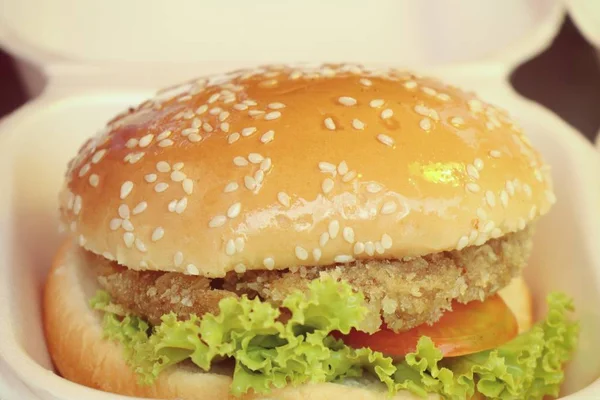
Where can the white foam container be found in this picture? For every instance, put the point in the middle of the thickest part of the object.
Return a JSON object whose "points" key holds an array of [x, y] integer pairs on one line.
{"points": [[72, 54]]}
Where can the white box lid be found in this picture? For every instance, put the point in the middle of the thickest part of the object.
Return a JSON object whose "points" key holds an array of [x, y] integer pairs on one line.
{"points": [[400, 32]]}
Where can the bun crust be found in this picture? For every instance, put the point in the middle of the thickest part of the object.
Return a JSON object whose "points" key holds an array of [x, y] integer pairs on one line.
{"points": [[80, 354], [282, 167]]}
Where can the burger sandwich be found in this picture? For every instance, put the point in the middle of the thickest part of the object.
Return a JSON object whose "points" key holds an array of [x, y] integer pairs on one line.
{"points": [[306, 233]]}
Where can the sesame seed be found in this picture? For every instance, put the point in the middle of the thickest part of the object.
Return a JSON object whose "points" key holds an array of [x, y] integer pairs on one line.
{"points": [[347, 101], [194, 137], [259, 176], [94, 180], [84, 170], [387, 113], [457, 121], [240, 161], [177, 176], [284, 199], [348, 234], [202, 109], [327, 185], [301, 253], [429, 91], [265, 165], [146, 140], [490, 197], [206, 127], [234, 137], [249, 182], [504, 198], [255, 113], [376, 103], [163, 166], [192, 269], [481, 214], [389, 207], [333, 229], [217, 221], [127, 225], [317, 254], [239, 244], [255, 158], [349, 176], [272, 115], [488, 227], [161, 187], [188, 186], [385, 139], [343, 258], [181, 205], [126, 189], [510, 188], [128, 238], [358, 124], [323, 239], [329, 124], [425, 124], [267, 137], [178, 258], [472, 187], [234, 210], [131, 143], [230, 247], [123, 211], [98, 156], [158, 234], [115, 224], [248, 131], [478, 162], [231, 187], [359, 248], [276, 106], [462, 242], [223, 116], [163, 135], [472, 171], [373, 187]]}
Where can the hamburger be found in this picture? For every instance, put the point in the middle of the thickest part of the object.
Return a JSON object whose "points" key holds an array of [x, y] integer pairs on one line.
{"points": [[306, 232]]}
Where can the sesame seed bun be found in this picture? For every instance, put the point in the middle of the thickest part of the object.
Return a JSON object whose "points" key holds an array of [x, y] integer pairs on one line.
{"points": [[80, 354], [282, 166]]}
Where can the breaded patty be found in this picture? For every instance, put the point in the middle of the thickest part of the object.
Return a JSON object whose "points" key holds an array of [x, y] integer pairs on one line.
{"points": [[403, 293]]}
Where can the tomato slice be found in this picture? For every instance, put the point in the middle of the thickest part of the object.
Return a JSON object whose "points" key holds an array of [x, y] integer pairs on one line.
{"points": [[468, 328]]}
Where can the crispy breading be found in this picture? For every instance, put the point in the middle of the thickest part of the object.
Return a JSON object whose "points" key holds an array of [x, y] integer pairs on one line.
{"points": [[402, 293]]}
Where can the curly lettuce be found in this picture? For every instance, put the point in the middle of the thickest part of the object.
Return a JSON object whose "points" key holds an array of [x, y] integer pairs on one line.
{"points": [[272, 352]]}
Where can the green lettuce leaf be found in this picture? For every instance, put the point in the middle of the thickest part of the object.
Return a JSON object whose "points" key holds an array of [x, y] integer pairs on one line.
{"points": [[528, 367], [272, 352]]}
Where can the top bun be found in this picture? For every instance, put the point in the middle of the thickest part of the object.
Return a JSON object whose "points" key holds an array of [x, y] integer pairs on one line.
{"points": [[282, 166]]}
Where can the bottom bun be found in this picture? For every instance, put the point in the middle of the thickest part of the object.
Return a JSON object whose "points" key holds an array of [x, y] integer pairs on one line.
{"points": [[80, 354]]}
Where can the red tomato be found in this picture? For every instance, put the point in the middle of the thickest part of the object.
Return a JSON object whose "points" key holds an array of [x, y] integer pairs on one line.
{"points": [[468, 328]]}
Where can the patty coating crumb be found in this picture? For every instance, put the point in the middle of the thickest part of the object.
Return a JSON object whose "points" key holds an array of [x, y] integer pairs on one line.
{"points": [[403, 293]]}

Task directions: Quote the records word for word, from the line containing "Where can the patty" through the end of the records.

Result of the task:
Where can the patty coating crumb be found in this picture? For every instance, put the point in the middle of the thickest part of the object.
Return a JSON object whose "points" key holds an array of [x, y] integer pairs on one line.
{"points": [[403, 293]]}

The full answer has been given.